TASK INSTRUCTIONS:
Please return each entry that follows exactly as given, but without pictures.

(Referring expression pointing data)
---------------

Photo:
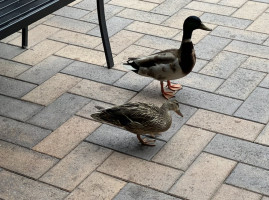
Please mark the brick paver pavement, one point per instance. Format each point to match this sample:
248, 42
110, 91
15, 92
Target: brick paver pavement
50, 147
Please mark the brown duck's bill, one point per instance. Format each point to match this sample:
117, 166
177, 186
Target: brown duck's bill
204, 27
179, 113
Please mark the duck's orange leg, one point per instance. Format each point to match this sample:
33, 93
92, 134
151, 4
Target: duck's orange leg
167, 95
174, 87
145, 141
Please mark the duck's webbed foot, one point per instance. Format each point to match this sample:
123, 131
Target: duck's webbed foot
167, 95
146, 141
173, 87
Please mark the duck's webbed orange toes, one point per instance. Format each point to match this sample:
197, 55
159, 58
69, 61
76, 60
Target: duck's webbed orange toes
173, 87
168, 95
146, 141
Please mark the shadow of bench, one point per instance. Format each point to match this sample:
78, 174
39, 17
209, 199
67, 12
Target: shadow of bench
17, 15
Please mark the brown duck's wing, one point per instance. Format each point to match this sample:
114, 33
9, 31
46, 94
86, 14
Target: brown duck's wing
163, 57
127, 113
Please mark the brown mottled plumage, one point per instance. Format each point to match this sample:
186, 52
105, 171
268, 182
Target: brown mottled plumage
140, 118
172, 63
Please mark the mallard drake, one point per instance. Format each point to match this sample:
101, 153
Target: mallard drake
172, 63
140, 118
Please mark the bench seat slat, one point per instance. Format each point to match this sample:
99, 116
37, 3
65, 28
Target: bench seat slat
5, 3
16, 6
22, 11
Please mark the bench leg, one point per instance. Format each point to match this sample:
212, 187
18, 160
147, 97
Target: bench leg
103, 30
25, 37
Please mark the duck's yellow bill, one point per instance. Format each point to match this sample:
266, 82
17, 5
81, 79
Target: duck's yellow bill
179, 113
204, 27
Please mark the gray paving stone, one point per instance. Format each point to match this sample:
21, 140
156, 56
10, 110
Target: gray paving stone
237, 3
17, 109
111, 10
12, 69
14, 88
224, 64
249, 49
263, 1
263, 137
265, 82
45, 70
225, 20
143, 16
10, 51
93, 72
208, 101
241, 83
239, 150
169, 7
88, 5
123, 141
200, 81
251, 178
238, 34
136, 192
90, 108
114, 25
133, 81
21, 133
71, 12
178, 121
157, 42
59, 111
199, 65
70, 24
14, 186
256, 106
210, 46
267, 41
258, 64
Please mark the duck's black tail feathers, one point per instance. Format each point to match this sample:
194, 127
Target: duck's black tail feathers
131, 65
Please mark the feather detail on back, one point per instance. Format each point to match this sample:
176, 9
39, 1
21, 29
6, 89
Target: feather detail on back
139, 118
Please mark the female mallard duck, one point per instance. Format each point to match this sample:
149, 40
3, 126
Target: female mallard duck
172, 63
140, 118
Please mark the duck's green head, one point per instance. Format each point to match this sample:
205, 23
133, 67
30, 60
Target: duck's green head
192, 23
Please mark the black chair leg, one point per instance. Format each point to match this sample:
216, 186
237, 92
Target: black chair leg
103, 30
25, 37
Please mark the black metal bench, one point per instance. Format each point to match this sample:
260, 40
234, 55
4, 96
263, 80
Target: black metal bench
16, 15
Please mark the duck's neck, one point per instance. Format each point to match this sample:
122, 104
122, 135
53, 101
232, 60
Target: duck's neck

---------------

EXERCISE ANSWER:
Photo:
Please mark the brick paver pavement, one point per instance. Format each point to match this sample:
248, 42
110, 91
15, 92
Target: brick paver pavement
50, 147
Please mark the brown duck's bill, one point per instance. Format each point to match this sample:
117, 166
177, 186
Target: brown duck's bill
204, 27
179, 113
Please mark the duck's orange leg, one point per instance. Format each point to match this sample:
33, 93
92, 134
151, 4
Target: duck's orange leg
167, 95
174, 87
145, 141
Please mark the duck's webbed foot, one point per instance. Format each point to match this sample:
123, 131
Target: duck's webbed foot
167, 95
146, 141
173, 87
Please mark the duck's webbed orange toes, one point per instance. Format each point to match this sample:
197, 55
159, 58
69, 61
76, 60
Target: duck's webbed orange toes
173, 87
168, 95
146, 141
Please mark the shadow of bench, one point per instance. Format each point to match this sample:
78, 174
39, 17
209, 199
67, 12
Target: shadow of bench
17, 15
Please mark the brown duck's wing, one point per instance. Format each point to match this sample:
114, 33
9, 31
46, 94
86, 14
Target: brown duck's wing
163, 57
127, 113
Please mark the brown mottled plumage, one point per instance. Format each point to match this sample:
186, 52
105, 171
268, 182
Target: brown mottled plumage
140, 118
172, 63
Please mark the mallard drake, one point per instance. Format each point to match this sample:
101, 153
Target: mallard drake
172, 63
140, 118
Please mark the bench seat slat, one point per instance. Format each point to match this sample:
99, 116
37, 3
65, 28
Target: bench seat slat
5, 3
16, 6
22, 11
Please mark the bench leg, one point per instance. Format each point to match this sample:
212, 187
18, 160
147, 97
Target: bench leg
103, 30
25, 37
Please mark the duck's yellow bill, one point per instance. Format each point to match this sample:
266, 82
17, 5
81, 79
Target: duck's yellow bill
179, 113
204, 27
Please mark the gray paving stone, one point per instance. Format each point to match this sample:
21, 140
156, 56
10, 110
Target: gray paving stone
237, 3
17, 109
111, 10
12, 69
14, 88
224, 64
249, 49
263, 1
263, 137
265, 82
45, 70
225, 20
143, 16
10, 51
93, 72
208, 101
241, 83
239, 150
169, 7
88, 5
123, 141
200, 81
251, 178
238, 34
136, 192
90, 108
114, 25
133, 81
21, 133
71, 12
178, 121
157, 42
59, 111
199, 65
70, 24
14, 186
256, 106
210, 46
267, 41
258, 64
Please mark the duck's black tail feathers, one point per instance. Format each point to match this sample:
194, 127
Target: duck's black tail feathers
131, 65
Please mark the feather detail on back, one point per instance. Format each point to match this sample:
176, 9
39, 1
21, 29
6, 89
Target: feather detail on back
139, 118
Please mark the female mallard duck, one point per instance. Format each point to match this sample:
149, 40
3, 126
Target: female mallard duck
172, 63
140, 118
Please mark the duck's green head, one point per instance. Format each point to match this sample:
205, 23
133, 67
30, 60
Target: duck's green head
192, 23
Please mark the black chair leg, one point per instance. Format each point to match this sample:
216, 186
237, 92
Target: black chair leg
103, 30
25, 37
Please mark the black metal bench, one point per instance. Format each point to match this sample:
260, 40
234, 55
4, 96
263, 80
Target: black metal bench
16, 15
Please mark the duck's neck, one point per instance. Format each point to match this sample:
122, 104
122, 135
53, 101
232, 60
Target: duck's neck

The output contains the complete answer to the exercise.